WHAT TO PRODUCE –
Line by line, return the data exactly as shown.

Phrase grounding data:
....................

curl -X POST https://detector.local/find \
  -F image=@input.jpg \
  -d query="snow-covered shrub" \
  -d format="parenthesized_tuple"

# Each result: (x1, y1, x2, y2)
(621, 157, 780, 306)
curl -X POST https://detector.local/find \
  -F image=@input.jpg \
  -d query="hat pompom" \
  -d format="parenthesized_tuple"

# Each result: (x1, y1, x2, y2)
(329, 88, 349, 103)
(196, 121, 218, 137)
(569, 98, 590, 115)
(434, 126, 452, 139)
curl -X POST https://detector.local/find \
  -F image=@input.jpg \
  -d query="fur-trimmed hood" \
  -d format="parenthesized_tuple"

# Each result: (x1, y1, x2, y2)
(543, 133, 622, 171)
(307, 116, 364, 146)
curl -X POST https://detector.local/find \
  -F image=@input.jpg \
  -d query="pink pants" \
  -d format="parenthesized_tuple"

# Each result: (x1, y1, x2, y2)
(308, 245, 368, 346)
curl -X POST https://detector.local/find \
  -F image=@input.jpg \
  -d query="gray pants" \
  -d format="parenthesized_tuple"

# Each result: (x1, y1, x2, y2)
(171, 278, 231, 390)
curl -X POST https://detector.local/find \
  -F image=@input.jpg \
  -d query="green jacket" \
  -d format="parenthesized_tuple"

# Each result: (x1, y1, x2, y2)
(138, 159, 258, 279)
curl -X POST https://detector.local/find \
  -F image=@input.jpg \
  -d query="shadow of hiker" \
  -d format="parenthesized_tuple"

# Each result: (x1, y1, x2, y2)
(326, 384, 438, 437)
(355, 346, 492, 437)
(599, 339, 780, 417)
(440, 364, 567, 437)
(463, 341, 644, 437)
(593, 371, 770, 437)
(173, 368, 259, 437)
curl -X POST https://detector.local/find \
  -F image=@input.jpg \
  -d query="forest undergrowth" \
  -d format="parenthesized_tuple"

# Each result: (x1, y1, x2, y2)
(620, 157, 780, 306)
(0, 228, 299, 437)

....................

YOUR RESPONSE –
curl -X POST https://detector.local/find \
  -F image=@input.jpg \
  -d query="snow-covered shrub" \
  -d format="parenthesized_tuple"

# Each result: (x1, y1, x2, y2)
(621, 157, 780, 306)
curl -X POST https://detector.local/find \
  -F image=@input.jpg \
  -d query="hat pompom" \
  -d format="parenthesized_tuple"

# Each result: (x1, y1, x2, y2)
(329, 88, 349, 103)
(196, 121, 218, 137)
(569, 98, 590, 115)
(434, 126, 452, 139)
curl -X POST https://detector.local/find \
  -F image=@input.jpg \
  -d query="fur-trimmed hood" \
  -d format="parenthesized_tuple"

# Each result: (x1, y1, x2, y2)
(543, 133, 622, 171)
(307, 116, 364, 146)
curl -X POST https://detector.local/find \
  -F image=@input.jpg \
  -d query="pink pants" \
  -d format="parenthesized_tuple"

# Each result: (x1, y1, x2, y2)
(308, 245, 368, 346)
curl -X POST https://detector.local/find \
  -F image=@input.jpg \
  -d query="gray pants" \
  -d format="parenthesized_tuple"

# Each result: (x1, y1, x2, y2)
(171, 278, 231, 390)
curl -X POST https://detector.local/find \
  -F image=@input.jpg \
  -d query="green jacket" \
  -d format="parenthesized_tuple"

# Each result: (x1, y1, x2, y2)
(138, 159, 258, 279)
curl -X POST https://detector.local/find \
  -F image=@input.jpg \
  -d query="shadow of hiker" \
  -d format="parenthesized_tuple"

# Each result: (x1, y1, x2, y2)
(326, 384, 438, 437)
(355, 346, 492, 437)
(599, 339, 780, 417)
(440, 364, 567, 437)
(463, 341, 644, 437)
(593, 371, 770, 437)
(173, 368, 259, 437)
curl -X POST https://detector.local/find \
  -F image=@input.jpg \
  -d query="forest undergrowth" \
  -d format="parenthesized_tuple"

# Each result: (x1, y1, x2, y2)
(620, 157, 780, 306)
(0, 228, 299, 437)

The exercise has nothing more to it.